* PASSAGE PROVIDED:
The simplest, and arguably most powerful form, of symmetric encryption is exclusive-ORing the message bits with a cryptographically secure, unpredictable sequence of bits (keystream (https://en.wikipedia.org/wiki/Keystream)) that both ends can generate, but outsiders cannot guess or derive even when they see all messages passed.  This itself is quite lightweight, as you can imagine; it is the establishment of such keystreams between parties when outsiders can see all messages passed that is the hard part (and nowadays typically involves public key cryptography, which is quite slow/computation-intensive).

For things like intravehicular buses, in cars and aeroplanes and such, privacy is typically not an important goal; it is the authenticity and integrity that makes encryption desirable.  Professional developers in this field also use the privacy as a social tool for those not versed in cryptography or secure design in general, because laymen intuitively associate secrecy with security.  In computer systems the picture is much more complicated, so making things private/secret even they really don't need to be, is often a secondary goal with basis in human policies instead of information security per se.

As nfmax wrote above, military flight data on the other hand is something you do want to keep private/secret especially after a plane crash, so encryption is an absolute must there.

Edit: WTF? The editor adds an unnecessary close-list tag at the end of my post.  Post-Edit: Oooh, at some point it added one at the beginning too, so now it works as expected.  Weird.
Title: Re: Tiny MCU architectures: AVR, PIC, 8051, STM8, MSP430, custom RISC...
Post by: brucehoult on December 11, 2022, 09:33:54 am
Editing was strange and different for me a couple of days ago (I've been on a short vacation so haven't been online much), but it has gone back to the old editor for me now.

* DATASET ENTRIES:

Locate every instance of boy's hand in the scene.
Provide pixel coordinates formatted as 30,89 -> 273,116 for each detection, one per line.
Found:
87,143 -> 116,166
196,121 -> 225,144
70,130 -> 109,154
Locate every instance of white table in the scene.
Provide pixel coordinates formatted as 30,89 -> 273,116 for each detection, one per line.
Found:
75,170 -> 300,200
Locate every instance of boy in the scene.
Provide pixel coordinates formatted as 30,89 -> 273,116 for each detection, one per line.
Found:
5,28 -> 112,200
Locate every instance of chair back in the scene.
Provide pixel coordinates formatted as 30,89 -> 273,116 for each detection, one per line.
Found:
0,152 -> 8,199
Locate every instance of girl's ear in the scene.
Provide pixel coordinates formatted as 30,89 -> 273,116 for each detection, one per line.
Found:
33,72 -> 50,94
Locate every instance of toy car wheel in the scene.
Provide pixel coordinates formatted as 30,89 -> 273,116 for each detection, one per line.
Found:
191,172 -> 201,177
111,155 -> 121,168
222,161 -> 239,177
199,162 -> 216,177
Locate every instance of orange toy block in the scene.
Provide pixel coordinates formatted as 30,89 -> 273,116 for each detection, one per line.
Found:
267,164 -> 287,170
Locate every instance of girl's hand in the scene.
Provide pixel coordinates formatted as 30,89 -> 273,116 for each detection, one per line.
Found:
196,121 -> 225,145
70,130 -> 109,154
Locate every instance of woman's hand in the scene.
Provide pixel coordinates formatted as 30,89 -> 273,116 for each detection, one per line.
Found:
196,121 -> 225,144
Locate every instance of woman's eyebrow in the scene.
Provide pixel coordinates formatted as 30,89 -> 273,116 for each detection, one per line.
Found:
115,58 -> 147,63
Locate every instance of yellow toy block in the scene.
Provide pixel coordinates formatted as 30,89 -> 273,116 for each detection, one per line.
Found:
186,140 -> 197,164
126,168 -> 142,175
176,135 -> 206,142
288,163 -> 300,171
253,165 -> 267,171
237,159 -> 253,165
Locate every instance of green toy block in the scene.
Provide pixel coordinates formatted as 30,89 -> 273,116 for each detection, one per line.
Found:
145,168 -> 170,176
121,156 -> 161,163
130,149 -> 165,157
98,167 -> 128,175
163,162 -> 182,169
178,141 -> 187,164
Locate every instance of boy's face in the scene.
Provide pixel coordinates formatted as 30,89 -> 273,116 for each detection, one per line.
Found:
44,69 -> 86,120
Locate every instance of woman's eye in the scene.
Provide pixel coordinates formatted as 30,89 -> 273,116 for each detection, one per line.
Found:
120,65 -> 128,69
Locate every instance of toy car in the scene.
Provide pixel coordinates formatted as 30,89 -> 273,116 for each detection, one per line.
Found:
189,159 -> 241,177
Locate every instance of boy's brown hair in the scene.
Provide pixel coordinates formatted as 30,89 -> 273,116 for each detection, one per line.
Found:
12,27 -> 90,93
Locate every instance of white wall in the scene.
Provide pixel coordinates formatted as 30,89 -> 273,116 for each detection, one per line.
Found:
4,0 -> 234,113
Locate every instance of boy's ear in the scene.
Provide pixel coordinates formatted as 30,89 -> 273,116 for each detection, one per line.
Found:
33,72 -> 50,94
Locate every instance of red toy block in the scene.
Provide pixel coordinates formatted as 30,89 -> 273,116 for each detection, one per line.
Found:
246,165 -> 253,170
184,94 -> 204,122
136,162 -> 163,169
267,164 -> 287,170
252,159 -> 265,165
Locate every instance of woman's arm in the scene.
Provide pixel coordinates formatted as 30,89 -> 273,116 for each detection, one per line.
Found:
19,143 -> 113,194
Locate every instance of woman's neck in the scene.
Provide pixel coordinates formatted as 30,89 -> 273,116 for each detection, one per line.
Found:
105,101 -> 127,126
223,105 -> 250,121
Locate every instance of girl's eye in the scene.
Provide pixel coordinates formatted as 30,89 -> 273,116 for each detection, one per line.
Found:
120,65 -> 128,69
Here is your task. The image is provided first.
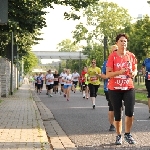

* AIM: Carry the forum thread on encryption and tiny microcontroller architectures forward from its final sentence.

* REPLY TO THE EXERCISE:
Title: Re: Tiny MCU architectures: AVR, PIC, 8051, STM8, MSP430, custom RISC...
Post by: NorthGuy on December 11, 2022, 03:47:28 pm
Editing was strange and different for me a couple of days ago (I've been on a short vacation so haven't been online much), but it has gone back to the old editor for me now.

Yes, the old editor is much better than WYSIWYG, at least for me. I'm glad it's back  :clap:
Title: Re: Tiny MCU architectures: AVR, PIC, 8051, STM8, MSP430, custom RISC...
Post by: josuah on December 11, 2022, 04:20:08 pm
Often, "secure" is a mix of three completely separate concepts:
  • Privacy – the information is secure from observation by others
  • Authenticity – the information is from a trusted party
  • Integrity - the information was not modified or constructed by an untrusted party

In French "Safety" and "Security" are both translated as the same word "Sécurité": something like "making sure that what intended happen" maybe.

It is the establishment of such keystreams between parties when outsiders can see all messages passed that is the hard part (and nowadays typically involves public key cryptography, which is quite slow/computation-intensive).

So small microcontrollers are likely to be kept away from anything like TLS and most handshakes.

For things like intravehicular buses, in cars and aeroplanes and such, privacy is typically not an important goal; it is the authenticity and integrity that makes encryption desirable.

Signing might not be as cumbersome as encryption to debug, but the overhead remains, and I imagine some communication bus involve small microcontrollers driving a simple function.

I imagine these will have a rather efficient core, eventually with 32-bit ALU, or perhaps crypto acceleration cores.
Title: Re: Tiny MCU architectures: AVR, PIC, 8051, STM8, MSP430, custom RISC...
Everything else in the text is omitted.